*QUOTED PASSAGE*.
┄┄┄┄┄┄

Time Spent on Each Step:

In [None]:
df = df.sort_values(by=['visit_id', 'date_time'])
df['time_spent'] = df.groupby('visit_id')['date_time'].diff()
time_spent_average = df.groupby('process_step')['time_spent'].mean()
time_spent_average = time_spent_average.astype(str).str.extract(r'(\d+ days )?(\d+:\d+:\d+)')[1]
print(time_spent_average)

In [None]:
df_merged['date_time'] = pd.to_datetime(df_merged['date_time'])
df_merged_sorted = df_merged.sort_values(by=['visit_id', 'date_time'])
df_merged_sorted['time_spent'] = df_merged_sorted.groupby('visit_id')['date_time'].diff()
time_spent_average_by_group = df_merged_sorted.groupby(['Variation', 'process_step'])['time_spent'].mean()
time_spent_average_by_group = time_spent_average_by_group.astype(str).str.extract(r'(\d+ days )?(\d+:\d+:\d+)')[1]
print(time_spent_average_by_group)

**Error Rates**

Count occurrences of backward movements as errors:

**Answer:** Mostly users step back from step 1 on average and also in Test and control groups.

┄┄┄┄┄┄

*ENTRIES SUPPLIED*.
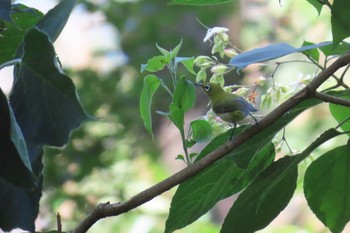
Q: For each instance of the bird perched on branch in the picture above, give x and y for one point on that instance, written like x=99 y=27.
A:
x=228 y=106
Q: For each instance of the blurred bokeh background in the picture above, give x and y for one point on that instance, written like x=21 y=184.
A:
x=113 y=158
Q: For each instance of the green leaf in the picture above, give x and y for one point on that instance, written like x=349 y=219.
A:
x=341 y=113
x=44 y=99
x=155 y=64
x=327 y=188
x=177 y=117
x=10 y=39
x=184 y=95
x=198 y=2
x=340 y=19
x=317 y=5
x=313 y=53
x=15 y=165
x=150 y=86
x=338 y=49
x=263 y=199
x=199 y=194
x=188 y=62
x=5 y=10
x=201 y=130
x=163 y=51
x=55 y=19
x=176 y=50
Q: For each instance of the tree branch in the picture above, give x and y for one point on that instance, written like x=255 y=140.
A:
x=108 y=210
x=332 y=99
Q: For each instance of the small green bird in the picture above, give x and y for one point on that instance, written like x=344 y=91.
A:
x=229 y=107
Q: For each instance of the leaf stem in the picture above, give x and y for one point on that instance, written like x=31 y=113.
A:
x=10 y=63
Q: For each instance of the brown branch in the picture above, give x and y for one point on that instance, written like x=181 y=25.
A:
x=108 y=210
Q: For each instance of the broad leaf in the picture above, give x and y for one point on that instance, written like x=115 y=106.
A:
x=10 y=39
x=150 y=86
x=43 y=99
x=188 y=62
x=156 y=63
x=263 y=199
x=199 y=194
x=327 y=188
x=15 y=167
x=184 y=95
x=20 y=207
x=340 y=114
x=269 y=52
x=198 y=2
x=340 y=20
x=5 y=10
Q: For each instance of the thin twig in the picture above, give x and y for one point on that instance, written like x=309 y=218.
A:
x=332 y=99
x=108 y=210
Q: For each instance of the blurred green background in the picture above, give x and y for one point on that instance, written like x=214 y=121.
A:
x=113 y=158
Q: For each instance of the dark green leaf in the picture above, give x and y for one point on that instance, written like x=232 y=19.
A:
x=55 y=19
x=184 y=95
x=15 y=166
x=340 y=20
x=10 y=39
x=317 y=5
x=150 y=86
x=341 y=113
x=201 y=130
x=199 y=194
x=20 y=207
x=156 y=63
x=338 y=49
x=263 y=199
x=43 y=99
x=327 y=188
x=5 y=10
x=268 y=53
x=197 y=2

┄┄┄┄┄┄

*DIRECTIVES*.
#1 Reproduce the notebook excerpt on time spent per step in full, word for word.
#2 From the entries, pick out every line that contains the word "bird".

*WORKED ANSWERS*.
#1
Time Spent on Each Step:

In [None]:
df = df.sort_values(by=['visit_id', 'date_time'])
df['time_spent'] = df.groupby('visit_id')['date_time'].diff()
time_spent_average = df.groupby('process_step')['time_spent'].mean()
time_spent_average = time_spent_average.astype(str).str.extract(r'(\d+ days )?(\d+:\d+:\d+)')[1]
print(time_spent_average)

In [None]:
df_merged['date_time'] = pd.to_datetime(df_merged['date_time'])
df_merged_sorted = df_merged.sort_values(by=['visit_id', 'date_time'])
df_merged_sorted['time_spent'] = df_merged_sorted.groupby('visit_id')['date_time'].diff()
time_spent_average_by_group = df_merged_sorted.groupby(['Variation', 'process_step'])['time_spent'].mean()
time_spent_average_by_group = time_spent_average_by_group.astype(str).str.extract(r'(\d+ days )?(\d+:\d+:\d+)')[1]
print(time_spent_average_by_group)

**Error Rates**

Count occurrences of backward movements as errors:

**Answer:** Mostly users step back from step 1 on average and also in Test and control groups.

#2
Q: For each instance of the bird perched on branch in the picture above, give x and y for one point on that instance, written like x=99 y=27.
Q: For each instance of the small green bird in the picture above, give x and y for one point on that instance, written like x=344 y=91.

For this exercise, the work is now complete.